Please render every line of the records below as a numbered list, leaving out any blank lines.

## Provided data
■ ■ ■ ■

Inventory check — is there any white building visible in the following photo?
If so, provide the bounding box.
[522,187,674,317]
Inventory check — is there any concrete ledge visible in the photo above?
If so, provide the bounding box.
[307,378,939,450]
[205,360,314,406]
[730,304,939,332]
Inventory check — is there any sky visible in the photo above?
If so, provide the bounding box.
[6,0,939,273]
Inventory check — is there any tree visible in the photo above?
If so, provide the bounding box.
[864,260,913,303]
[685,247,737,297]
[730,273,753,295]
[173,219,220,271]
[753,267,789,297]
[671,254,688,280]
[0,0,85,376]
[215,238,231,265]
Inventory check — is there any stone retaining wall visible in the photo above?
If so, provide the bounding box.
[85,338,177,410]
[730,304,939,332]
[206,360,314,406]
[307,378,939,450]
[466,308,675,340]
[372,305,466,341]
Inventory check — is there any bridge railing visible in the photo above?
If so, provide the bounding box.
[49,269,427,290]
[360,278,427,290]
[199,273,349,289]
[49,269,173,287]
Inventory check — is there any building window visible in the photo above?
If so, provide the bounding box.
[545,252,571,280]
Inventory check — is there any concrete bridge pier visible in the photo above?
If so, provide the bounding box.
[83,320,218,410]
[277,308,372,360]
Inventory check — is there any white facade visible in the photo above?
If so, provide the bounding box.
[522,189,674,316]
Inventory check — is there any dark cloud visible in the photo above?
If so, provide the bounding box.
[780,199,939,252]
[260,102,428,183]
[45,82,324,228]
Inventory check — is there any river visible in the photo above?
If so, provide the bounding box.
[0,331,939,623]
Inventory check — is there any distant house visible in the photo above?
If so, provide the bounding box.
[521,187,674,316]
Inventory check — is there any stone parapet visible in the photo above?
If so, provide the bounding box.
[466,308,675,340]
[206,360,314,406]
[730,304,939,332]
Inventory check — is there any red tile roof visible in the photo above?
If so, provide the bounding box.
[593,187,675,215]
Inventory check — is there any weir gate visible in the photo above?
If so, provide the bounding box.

■ ■ ■ ■

## Completed task
1. Inventory check — is there any white building visible in the following photo?
2. If so, provide the bounding box.
3. [522,187,674,317]
4. Inventory check — is there any concrete ledge visible in the photo above?
5. If so, provide the bounding box.
6. [307,378,939,450]
7. [205,360,314,406]
8. [730,304,939,332]
9. Inventory check — is there any sky visible in the photo above?
10. If so, provide the bounding box.
11. [6,0,939,273]
12. Inventory check — is there any tree visible in the photo above?
13. If so, provide the bounding box.
14. [864,260,913,303]
15. [685,247,737,297]
16. [730,273,753,295]
17. [173,219,220,271]
18. [753,267,789,297]
19. [671,254,688,280]
20. [0,0,85,376]
21. [215,238,231,265]
22. Inventory check — is there any stone retaining wall visible in the photo above?
23. If so, provide the bounding box.
24. [85,338,177,410]
25. [730,304,939,332]
26. [206,360,314,406]
27. [307,378,939,450]
28. [466,308,675,340]
29. [372,305,466,341]
30. Inventory check — is there any bridge railing visible in the photo above?
31. If so, provide the bounding box.
32. [49,269,427,290]
33. [360,278,427,290]
34. [199,273,349,289]
35. [49,269,173,287]
36. Inventory check — is there any building window visible in the photo above?
37. If so, provide the bounding box.
38. [545,252,571,280]
39. Inventory check — is there any concrete bridge pier visible in the photo above?
40. If so, provide the bounding box.
41. [83,320,218,410]
42. [277,308,372,360]
43. Inventory check — is there any white facade visible in the photo above?
44. If so, provide the bounding box.
45. [522,189,674,316]
46. Inventory check — is there any dark cloud visible in the photo above?
47. If so, provide the bounding box.
48. [780,199,939,252]
49. [260,102,428,183]
50. [45,82,324,228]
51. Inventory check — is there any river visible in the photo above?
52. If so, provide the bounding box.
53. [0,331,939,623]
54. Inventory check — is there any distant house visible in the photo above?
55. If so, provide the bounding box.
56. [521,187,674,316]
57. Inventory check — is there any stone parapet visible in the photo above?
58. If so, provide the bounding box.
59. [466,308,675,340]
60. [206,360,314,406]
61. [730,304,939,332]
62. Inventory check — is there any red tile roof visible in the photo above?
63. If so, provide the bounding box.
64. [593,187,675,215]
65. Inventory check — is there any weir gate visible in the photo above?
66. If so, provide the bounding box.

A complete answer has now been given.